> ARTICLE:
►
The new mercio2/3 is an itch faster than the old mercio/3:

?- X = s(s(X, 1), 0), Y = s(X, 1),
    Z = s(s(1, s(Z, 1)), 1),
     time((between(1,10000,_), mercio(C, X, Z),
     mercio(D, Z, Y), fail; true)).
% Zeit 184 ms, GC 0 ms, Lips 11141728, Uhr 06.08.2025 07:39

?- X = s(s(X, 1), 0), Y = s(X, 1),
    Z = s(s(1, s(Z, 1)), 1),
     time((between(1,10000,_), mercio2(C, X, Z),
     mercio2(D, Z, Y), fail; true)).
◄
> DATA ENTRIES:
►
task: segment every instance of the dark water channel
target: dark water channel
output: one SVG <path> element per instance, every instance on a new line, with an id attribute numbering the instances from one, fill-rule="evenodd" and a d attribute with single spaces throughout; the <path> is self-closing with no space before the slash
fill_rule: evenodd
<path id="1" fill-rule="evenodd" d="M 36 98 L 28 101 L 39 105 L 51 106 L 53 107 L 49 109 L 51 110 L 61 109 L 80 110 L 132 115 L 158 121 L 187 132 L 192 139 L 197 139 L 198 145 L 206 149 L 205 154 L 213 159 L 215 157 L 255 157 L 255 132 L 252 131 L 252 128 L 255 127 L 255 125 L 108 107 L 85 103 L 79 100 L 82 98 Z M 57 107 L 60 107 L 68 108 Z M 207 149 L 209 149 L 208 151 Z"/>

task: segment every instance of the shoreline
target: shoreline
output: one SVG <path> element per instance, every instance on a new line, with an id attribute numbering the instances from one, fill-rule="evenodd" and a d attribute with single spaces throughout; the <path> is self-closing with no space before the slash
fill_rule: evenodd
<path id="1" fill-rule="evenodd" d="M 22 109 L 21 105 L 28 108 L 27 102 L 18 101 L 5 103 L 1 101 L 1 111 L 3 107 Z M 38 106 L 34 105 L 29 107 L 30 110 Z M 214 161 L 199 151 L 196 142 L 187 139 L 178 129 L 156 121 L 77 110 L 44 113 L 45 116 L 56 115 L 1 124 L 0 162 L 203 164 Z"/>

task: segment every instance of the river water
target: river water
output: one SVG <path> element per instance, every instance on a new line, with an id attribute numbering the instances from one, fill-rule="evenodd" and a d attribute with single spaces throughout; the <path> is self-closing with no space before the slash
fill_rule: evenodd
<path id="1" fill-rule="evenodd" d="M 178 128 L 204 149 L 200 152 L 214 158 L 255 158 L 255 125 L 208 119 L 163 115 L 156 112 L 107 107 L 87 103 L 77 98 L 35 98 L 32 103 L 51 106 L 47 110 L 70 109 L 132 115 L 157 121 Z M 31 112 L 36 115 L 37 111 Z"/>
◄
> TASK DESCRIPTION: Please say which predicate the Prolog timing post calls a little faster.

> CORRECT OUTPUT: The new mercio2/3.